* _Instructions to follow_
Only the lines that hold the word "target" are wanted from this listing.
---------------
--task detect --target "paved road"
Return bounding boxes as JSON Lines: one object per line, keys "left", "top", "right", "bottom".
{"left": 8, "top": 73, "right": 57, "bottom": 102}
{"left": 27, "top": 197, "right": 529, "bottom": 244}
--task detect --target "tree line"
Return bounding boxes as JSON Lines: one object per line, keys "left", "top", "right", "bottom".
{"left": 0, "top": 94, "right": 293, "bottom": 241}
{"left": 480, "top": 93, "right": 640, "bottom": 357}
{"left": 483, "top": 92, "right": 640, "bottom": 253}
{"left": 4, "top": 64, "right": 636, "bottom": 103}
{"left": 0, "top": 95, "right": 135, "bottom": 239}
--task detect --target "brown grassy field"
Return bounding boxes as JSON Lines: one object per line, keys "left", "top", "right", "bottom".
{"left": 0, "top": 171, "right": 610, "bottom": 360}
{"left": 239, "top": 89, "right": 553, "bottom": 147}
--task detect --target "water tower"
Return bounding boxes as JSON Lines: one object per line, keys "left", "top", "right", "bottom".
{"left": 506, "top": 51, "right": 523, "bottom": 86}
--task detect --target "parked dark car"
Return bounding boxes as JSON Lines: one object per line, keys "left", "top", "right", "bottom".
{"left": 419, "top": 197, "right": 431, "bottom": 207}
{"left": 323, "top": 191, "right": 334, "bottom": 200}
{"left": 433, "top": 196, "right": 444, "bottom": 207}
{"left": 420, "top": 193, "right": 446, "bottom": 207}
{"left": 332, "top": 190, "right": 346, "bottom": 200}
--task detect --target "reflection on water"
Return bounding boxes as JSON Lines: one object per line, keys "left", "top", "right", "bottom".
---------------
* _Reply_
--task detect --target "paved road"
--task detect --target "tree line"
--task detect --target "brown grassy field"
--task detect --target "water tower"
--task detect --target "parked dark car"
--task detect --target "reflection on water"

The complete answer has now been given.